◆ Tamamlanacak Görevler ◆
• 1. Project 2025 makalesine göre aşağıdaki soruları yanıtlayınız:
(a) Project 2025'i hangi kuruluş yayımlamıştır?
(b) Demokratların eleştirdiği kritik konulardan hangisi örnek olarak anılmaktadır?
(c) Trump kampanyasının ortaya koyduğu daha ılımlı projenin adı nedir?
• 2. Project 2025 makalesinde çoğul adla anılan siyasi kesimlerin tamamını sıralayınız.

◆ Makale ◆
>>>>
Project 2025’in Siyasi Yankıları
2024 Başkanlık seçimleri yaklaşırken, Amerikan siyasetinde Cumhuriyetçilere yakın muhafazakarların ortaya koyduğu “Project 2025” planı bir süredir gündemin ilk sıralarında yer alıyor. Muhafazakarların liberaller ve solcular karşısında kritik meselelerde gösterecekleri tavırlara ilişkin politika önerilerinin yer aldığı Project 2025, Amerikan düşünce kuruluşu Heritage Vakfı tarafından geçtiğimiz aylarda yayımlandı. Amerikalılar için daha iyi bir ülke inşa etme gayesiyle ortaya çıktığı iddia edilen proje, muhafazakâr politikalar ve yönetim için bir geçiş programı olarak adlandırılıyor.
Proje, muhafazakarların seçimleri kazanmanın ötesine geçerek, etkili bir yönetim gündemine ve bu gündemi uygulayacak doğru kişilere ihtiyaç duyduğunu vurguluyor. Demokratlar, projeye karşı çıkarken, seçim kampanyalarında özellikle kürtaj gibi kritik konularda projenin ortaya koyduğu bakış açısını eleştiriyorlar. Trump kampanyası ise seçimlere yaklaşırken kritik bir hamle yaparak geçtiğimiz ay içerisinde Project 2025 ile bağlantıları olmadığını açıkladı ve Cumhuriyetçi Parti Platformu adı altında daha ılımlı politika önerilerinin yer aldığı bir proje ortaya koydu.
<<<<
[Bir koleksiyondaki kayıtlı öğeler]
>>>>
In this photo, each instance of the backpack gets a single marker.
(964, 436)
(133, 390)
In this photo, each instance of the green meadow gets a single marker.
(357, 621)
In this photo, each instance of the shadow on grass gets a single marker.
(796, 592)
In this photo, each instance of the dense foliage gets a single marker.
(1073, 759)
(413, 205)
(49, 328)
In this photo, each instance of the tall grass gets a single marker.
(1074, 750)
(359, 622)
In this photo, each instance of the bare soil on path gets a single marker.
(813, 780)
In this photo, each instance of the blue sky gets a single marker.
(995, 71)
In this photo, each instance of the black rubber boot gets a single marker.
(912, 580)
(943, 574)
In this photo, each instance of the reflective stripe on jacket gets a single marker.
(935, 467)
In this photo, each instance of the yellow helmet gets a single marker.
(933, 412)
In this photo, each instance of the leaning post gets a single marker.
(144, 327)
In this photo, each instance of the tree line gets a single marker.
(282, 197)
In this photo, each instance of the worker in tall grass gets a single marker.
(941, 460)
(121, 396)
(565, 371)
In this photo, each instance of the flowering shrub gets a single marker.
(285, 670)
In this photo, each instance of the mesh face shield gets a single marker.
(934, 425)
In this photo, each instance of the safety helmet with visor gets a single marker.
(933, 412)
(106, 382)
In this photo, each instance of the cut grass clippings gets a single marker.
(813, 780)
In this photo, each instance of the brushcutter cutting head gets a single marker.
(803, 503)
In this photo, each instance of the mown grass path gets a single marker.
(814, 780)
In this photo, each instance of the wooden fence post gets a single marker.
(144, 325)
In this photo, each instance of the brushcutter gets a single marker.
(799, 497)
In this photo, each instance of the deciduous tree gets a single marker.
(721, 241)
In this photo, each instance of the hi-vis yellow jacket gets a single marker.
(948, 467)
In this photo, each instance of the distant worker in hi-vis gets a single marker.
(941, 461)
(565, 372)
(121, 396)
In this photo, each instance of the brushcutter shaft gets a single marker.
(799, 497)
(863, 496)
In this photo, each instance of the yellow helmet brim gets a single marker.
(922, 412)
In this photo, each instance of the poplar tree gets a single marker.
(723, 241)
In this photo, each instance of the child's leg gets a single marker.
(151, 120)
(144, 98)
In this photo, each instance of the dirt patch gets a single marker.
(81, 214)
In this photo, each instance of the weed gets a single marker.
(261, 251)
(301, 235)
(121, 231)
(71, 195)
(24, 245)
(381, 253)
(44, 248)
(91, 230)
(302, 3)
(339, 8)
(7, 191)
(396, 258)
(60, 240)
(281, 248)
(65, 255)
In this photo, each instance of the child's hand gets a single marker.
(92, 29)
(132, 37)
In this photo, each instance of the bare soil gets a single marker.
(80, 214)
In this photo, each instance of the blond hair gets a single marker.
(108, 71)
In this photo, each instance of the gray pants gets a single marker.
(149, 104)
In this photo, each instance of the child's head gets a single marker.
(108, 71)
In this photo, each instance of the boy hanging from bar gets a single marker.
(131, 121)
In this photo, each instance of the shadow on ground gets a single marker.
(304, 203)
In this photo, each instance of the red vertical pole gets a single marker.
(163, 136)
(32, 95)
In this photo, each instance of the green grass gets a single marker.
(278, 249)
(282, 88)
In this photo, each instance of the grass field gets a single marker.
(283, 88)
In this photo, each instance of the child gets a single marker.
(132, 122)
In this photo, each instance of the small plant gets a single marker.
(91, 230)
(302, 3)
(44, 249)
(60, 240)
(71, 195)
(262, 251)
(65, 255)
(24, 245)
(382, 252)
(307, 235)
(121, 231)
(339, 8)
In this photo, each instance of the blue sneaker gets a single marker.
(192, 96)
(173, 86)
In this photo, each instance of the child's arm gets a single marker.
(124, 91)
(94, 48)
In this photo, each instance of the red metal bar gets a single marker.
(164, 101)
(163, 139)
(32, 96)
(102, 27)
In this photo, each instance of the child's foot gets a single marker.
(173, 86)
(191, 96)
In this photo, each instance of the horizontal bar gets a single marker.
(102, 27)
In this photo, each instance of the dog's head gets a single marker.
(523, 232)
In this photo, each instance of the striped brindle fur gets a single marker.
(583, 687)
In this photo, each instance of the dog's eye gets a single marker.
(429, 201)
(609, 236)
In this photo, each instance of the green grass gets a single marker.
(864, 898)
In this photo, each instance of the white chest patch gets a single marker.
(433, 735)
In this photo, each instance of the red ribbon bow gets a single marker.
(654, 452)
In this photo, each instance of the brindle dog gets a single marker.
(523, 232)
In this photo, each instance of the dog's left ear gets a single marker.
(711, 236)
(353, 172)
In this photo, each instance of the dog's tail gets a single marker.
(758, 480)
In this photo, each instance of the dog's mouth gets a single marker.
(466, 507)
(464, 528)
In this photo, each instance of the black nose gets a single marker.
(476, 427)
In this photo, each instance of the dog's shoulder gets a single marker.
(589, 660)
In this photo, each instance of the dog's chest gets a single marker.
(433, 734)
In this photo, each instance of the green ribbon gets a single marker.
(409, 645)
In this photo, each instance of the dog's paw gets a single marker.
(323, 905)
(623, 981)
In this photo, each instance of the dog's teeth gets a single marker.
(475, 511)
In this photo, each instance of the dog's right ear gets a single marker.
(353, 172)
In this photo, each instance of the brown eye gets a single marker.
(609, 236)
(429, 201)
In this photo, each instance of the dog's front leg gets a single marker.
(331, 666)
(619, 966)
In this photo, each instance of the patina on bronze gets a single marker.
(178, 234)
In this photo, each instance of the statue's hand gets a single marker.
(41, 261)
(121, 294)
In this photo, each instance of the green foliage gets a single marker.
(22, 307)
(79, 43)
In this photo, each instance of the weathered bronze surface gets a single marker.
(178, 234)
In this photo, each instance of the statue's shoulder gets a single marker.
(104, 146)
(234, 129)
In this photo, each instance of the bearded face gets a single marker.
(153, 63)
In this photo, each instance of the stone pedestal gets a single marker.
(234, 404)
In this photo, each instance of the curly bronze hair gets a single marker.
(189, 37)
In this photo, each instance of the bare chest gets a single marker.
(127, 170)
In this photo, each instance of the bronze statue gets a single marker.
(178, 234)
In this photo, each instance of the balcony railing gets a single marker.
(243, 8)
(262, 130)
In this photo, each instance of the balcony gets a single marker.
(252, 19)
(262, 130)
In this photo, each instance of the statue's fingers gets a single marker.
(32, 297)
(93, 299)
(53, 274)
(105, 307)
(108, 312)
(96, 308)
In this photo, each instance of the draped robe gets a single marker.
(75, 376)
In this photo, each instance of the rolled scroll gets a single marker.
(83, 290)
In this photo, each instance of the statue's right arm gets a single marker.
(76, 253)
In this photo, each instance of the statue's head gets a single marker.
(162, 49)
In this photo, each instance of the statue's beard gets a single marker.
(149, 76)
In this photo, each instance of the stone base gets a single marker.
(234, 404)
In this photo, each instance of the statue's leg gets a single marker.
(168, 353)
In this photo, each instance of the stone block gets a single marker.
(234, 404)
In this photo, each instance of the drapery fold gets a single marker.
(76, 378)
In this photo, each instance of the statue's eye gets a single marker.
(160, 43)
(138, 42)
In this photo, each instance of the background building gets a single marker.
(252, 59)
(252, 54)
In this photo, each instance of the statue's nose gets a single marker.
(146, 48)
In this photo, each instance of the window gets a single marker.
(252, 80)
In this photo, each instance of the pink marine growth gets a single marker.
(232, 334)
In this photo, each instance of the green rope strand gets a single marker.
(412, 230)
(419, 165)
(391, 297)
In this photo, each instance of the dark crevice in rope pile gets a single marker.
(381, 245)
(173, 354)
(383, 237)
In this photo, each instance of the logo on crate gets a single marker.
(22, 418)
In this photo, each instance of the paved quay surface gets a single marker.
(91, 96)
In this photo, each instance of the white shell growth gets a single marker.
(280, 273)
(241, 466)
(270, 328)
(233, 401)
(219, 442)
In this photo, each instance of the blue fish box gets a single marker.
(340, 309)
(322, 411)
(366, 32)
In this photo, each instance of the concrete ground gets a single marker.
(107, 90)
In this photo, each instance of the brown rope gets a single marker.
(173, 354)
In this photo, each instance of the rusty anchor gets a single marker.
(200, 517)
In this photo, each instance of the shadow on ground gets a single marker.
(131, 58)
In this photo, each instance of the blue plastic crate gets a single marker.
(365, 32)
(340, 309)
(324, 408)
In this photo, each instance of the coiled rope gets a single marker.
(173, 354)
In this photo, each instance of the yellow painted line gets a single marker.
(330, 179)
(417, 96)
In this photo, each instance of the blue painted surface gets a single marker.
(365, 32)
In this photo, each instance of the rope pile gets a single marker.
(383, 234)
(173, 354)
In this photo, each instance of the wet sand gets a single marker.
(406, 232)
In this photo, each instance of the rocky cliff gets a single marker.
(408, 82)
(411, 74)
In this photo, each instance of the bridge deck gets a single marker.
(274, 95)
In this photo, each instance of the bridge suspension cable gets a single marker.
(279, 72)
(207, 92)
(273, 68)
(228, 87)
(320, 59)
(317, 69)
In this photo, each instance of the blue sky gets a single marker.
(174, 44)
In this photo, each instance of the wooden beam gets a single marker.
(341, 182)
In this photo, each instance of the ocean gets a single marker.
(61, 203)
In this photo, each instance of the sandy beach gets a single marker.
<<<<
◆ Görevlere Göre Yanıtlar ◆
• 1.
(a) Heritage Vakfı
(b) Kürtaj
(c) Cumhuriyetçi Parti Platformu

• 2. Cumhuriyetçiler, muhafazakarlar, liberaller, solcular, Demokratlar